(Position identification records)
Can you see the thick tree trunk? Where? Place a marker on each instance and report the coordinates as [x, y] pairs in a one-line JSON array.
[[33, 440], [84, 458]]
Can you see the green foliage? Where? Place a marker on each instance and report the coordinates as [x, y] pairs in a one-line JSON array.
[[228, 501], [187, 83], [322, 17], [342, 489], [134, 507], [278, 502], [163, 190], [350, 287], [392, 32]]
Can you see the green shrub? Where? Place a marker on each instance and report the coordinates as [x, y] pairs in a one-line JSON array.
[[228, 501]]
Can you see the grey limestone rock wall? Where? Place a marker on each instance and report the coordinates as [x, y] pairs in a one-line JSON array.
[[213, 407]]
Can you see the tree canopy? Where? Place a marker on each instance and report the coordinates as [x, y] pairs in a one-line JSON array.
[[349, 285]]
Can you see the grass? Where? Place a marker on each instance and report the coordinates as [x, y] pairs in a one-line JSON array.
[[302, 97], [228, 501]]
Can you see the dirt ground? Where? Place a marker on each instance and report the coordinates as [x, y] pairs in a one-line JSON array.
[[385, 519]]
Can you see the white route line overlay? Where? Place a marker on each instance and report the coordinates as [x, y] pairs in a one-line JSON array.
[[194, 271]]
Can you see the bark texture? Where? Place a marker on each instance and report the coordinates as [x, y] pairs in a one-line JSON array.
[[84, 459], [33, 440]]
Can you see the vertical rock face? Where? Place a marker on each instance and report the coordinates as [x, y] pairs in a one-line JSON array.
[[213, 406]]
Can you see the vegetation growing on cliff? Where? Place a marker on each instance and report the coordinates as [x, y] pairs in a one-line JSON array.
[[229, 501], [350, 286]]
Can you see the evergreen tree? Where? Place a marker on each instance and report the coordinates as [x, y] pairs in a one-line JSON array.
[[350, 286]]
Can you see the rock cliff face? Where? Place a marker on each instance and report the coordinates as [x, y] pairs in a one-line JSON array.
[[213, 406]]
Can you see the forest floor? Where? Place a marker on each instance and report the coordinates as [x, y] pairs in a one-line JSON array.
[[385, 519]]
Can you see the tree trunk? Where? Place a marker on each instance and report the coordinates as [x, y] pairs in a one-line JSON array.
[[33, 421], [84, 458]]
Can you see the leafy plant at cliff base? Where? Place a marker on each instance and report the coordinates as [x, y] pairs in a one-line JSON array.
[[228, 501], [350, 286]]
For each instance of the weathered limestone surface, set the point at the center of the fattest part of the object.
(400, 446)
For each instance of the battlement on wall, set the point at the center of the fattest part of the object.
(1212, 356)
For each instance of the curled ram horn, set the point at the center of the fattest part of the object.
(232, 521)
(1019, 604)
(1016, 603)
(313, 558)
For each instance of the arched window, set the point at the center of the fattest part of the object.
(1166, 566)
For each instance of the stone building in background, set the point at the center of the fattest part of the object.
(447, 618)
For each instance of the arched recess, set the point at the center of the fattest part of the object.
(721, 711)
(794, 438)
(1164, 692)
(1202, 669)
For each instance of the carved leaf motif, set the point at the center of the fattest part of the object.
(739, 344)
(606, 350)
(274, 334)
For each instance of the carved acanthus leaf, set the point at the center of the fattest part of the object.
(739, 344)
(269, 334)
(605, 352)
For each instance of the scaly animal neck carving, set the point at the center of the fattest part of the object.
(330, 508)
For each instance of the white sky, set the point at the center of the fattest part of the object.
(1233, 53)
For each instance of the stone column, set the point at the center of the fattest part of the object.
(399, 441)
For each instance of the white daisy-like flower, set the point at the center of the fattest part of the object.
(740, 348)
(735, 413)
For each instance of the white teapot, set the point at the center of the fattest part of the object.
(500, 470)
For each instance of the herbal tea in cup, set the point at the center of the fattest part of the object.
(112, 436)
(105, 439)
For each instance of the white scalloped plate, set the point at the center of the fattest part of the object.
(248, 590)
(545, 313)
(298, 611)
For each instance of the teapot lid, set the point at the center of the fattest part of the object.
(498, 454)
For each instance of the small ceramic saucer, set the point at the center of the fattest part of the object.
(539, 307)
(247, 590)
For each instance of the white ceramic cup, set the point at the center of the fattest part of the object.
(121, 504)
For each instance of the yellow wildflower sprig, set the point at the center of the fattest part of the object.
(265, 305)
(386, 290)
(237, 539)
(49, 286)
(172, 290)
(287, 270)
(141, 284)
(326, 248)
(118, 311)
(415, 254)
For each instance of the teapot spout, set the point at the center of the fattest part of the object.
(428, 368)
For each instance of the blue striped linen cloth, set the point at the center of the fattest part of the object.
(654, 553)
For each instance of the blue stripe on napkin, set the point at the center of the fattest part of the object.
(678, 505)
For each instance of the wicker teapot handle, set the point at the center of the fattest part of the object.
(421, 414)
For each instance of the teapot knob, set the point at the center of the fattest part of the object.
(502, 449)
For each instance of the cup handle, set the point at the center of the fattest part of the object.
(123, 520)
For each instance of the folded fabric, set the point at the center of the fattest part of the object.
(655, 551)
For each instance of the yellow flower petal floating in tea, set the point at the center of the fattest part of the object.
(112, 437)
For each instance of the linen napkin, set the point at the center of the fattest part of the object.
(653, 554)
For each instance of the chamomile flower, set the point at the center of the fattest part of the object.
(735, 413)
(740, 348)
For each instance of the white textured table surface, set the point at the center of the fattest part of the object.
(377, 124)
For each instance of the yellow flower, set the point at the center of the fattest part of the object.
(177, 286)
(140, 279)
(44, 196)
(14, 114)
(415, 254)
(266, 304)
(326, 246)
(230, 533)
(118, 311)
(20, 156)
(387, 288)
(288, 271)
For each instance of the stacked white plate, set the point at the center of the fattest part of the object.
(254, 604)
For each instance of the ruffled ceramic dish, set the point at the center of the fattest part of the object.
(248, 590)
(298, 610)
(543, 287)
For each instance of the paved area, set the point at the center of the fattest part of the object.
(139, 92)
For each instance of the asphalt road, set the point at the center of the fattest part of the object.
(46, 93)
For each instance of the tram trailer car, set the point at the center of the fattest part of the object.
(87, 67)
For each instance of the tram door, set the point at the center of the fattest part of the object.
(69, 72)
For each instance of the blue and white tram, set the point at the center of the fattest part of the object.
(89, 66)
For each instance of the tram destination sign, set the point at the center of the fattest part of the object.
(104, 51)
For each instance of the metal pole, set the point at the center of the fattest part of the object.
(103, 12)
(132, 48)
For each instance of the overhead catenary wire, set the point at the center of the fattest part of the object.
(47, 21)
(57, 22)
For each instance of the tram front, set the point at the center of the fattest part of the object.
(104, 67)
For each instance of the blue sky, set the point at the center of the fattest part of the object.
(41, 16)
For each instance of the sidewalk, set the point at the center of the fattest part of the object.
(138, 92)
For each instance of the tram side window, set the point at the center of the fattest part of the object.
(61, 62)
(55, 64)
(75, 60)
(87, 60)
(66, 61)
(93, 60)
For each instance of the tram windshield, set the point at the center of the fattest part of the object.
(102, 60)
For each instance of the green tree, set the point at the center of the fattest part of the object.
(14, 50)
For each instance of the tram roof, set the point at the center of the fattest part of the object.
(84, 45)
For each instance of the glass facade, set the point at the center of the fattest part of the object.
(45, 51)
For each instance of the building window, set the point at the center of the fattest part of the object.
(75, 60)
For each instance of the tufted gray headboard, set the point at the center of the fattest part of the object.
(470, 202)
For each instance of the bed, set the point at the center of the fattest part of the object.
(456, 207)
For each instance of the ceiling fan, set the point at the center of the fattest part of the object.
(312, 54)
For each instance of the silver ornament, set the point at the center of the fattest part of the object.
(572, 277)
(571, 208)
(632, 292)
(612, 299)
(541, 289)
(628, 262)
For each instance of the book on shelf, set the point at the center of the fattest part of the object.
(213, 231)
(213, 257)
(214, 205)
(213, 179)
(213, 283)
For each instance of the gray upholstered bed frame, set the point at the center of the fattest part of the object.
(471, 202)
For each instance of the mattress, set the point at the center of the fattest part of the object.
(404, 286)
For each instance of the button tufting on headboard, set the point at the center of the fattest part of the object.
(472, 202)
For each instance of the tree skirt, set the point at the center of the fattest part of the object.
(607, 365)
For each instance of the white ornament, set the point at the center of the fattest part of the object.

▸ **WRITTEN INSTRUCTION**: Quote every line from the line containing "For each instance of the gray" through the closing line of the listing, including both.

▸ **ANSWER TO THIS PROBLEM**:
For each instance of the gray upholstered bed frame, set the point at the center of the fattest part of the object.
(471, 202)
For each instance of the mattress, set the point at the center of the fattest part of the object.
(404, 286)
For each instance of the button tufting on headboard, set the point at the center of the fattest part of the object.
(472, 202)
For each instance of the tree skirt, set the point at the center of the fattest part of the object.
(607, 365)
For each instance of the white ornament, set the point at the center of the fattest part of the object.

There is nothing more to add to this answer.